When you reach the line containing "Query: grassy slope" in the entries below, repeat it and each line after it exactly until the entries end.

Dataset entries
--
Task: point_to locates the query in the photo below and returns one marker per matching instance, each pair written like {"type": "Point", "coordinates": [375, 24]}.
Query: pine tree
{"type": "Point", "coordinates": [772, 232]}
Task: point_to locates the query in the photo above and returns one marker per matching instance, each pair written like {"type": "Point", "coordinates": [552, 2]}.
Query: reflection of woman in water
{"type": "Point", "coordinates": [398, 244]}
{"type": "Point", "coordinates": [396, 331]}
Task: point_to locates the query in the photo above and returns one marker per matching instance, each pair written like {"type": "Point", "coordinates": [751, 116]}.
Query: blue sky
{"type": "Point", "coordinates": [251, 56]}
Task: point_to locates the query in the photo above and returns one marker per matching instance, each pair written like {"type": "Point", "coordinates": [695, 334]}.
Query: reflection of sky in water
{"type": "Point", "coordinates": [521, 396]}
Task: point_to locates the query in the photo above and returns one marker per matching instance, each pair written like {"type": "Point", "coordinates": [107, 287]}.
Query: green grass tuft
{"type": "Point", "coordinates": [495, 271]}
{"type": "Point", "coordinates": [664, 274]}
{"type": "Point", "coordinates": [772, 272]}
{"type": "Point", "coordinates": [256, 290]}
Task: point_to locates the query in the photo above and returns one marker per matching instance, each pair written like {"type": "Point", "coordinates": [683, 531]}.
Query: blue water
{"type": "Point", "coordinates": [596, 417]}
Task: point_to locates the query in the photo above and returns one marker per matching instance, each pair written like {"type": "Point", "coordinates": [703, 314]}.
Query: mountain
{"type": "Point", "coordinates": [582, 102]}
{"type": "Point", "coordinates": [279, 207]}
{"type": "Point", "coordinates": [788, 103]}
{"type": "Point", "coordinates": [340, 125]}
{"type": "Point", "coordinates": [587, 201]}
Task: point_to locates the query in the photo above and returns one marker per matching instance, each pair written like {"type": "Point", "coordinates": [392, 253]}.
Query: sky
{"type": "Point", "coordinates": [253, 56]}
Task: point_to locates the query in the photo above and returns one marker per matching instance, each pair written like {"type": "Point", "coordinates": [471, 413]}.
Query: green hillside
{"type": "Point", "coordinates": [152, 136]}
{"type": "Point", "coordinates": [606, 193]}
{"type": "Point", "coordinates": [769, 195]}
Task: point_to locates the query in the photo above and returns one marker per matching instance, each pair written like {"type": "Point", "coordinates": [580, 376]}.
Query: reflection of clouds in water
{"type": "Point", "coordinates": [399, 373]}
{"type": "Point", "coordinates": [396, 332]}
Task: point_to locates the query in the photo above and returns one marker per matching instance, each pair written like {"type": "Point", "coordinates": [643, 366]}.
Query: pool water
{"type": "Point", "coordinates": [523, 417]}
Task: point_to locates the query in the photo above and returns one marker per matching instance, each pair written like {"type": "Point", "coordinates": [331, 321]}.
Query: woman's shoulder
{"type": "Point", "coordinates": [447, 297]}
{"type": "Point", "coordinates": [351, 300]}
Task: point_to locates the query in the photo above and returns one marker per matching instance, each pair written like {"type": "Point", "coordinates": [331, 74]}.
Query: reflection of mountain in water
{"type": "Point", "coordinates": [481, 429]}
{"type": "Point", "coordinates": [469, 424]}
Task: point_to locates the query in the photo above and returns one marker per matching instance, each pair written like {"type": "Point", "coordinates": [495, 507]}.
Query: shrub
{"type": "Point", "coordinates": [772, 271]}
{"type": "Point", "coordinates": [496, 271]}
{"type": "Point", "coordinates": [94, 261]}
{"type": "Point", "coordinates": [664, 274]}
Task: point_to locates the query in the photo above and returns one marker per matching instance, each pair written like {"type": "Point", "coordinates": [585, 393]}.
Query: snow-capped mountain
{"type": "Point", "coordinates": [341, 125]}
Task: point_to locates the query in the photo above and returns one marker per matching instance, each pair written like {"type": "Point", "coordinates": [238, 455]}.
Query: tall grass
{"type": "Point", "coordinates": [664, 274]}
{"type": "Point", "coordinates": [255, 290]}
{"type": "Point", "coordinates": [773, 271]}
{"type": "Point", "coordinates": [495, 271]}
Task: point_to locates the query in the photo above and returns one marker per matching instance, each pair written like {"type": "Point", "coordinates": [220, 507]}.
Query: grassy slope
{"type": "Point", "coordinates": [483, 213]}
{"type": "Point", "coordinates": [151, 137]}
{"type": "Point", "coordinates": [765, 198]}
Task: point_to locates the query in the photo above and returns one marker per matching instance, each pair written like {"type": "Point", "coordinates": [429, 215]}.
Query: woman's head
--
_ANSWER TO THIS EXERCISE_
Query: grassy slope
{"type": "Point", "coordinates": [483, 213]}
{"type": "Point", "coordinates": [151, 137]}
{"type": "Point", "coordinates": [765, 198]}
Task: point_to locates the query in the photo above and returns one marker per matching instance, each pair written like {"type": "Point", "coordinates": [429, 215]}.
Query: woman's head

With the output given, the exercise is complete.